No caso de Klara, a jurista destaca que houve crime contra a honra, violação da privacidade, da intimidade, violação da proteção de dados e do sigilo ético e profissional. Juliano Madalena, professor de Direito Digital da Fundação Escola Superior do Ministério Público (FMP), considera este como um típico caso de “invasão e inobservância” do direito à privacidade, mas que também há indícios de que tenha ocorrido um vazamento de dados do hospital onde Klara fez o parto.
— A se confirmar esse vazamento, temos o emprego da Lei Geral de Proteção de Dados (LGPD), que traria sanções até mesmo de multas de alto valor, a depender da condição financeira do hospital — destaca o jurista.
A multa pode ser de até 2% do faturamento da empresa, com o limite de até R$ 50 milhões por infração. Além da penalização financeira do hospital, entidades de Enfermagem também estão investigando o vazamento de informações. O próprio estabelecimento, conforme o advogado, pode responder pela quebra do sigilo dos dados médicos, que são considerados dados pessoais sensíveis
Além do hospital e dos profissionais da saúde envolvidos, a youtuber e o colunista também podem responder pela violação da privacidade de Klara — ainda que jornalistas sejam protegidos constitucionalmente pelo direito à liberdade de imprensa e a não revelar suas fontes, Juliano salienta que todos os direitos têm um limite.

▶ [DADOS FORNECIDOS]
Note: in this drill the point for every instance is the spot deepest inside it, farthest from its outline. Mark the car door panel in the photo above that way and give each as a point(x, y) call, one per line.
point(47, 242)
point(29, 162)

▶ [INSTRUÇÕES]
A. Segundo o texto sobre o caso de Klara, quem pode responder pela violação da privacidade dela? Liste todos.
B. Reproduza o trecho do texto sobre o caso de Klara que vai de "No caso de Klara, a" até "fez o parto.", incluindo essas palavras.

▶ [RESPOSTAS NUMERADAS]
A.
- o hospital
- os profissionais da saúde envolvidos
- a youtuber
- o colunista

B.
No caso de Klara, a jurista destaca que houve crime contra a honra, violação da privacidade, da intimidade, violação da proteção de dados e do sigilo ético e profissional. Juliano Madalena, professor de Direito Digital da Fundação Escola Superior do Ministério Público (FMP), considera este como um típico caso de “invasão e inobservância” do direito à privacidade, mas que também há indícios de que tenha ocorrido um vazamento de dados do hospital onde Klara fez o parto.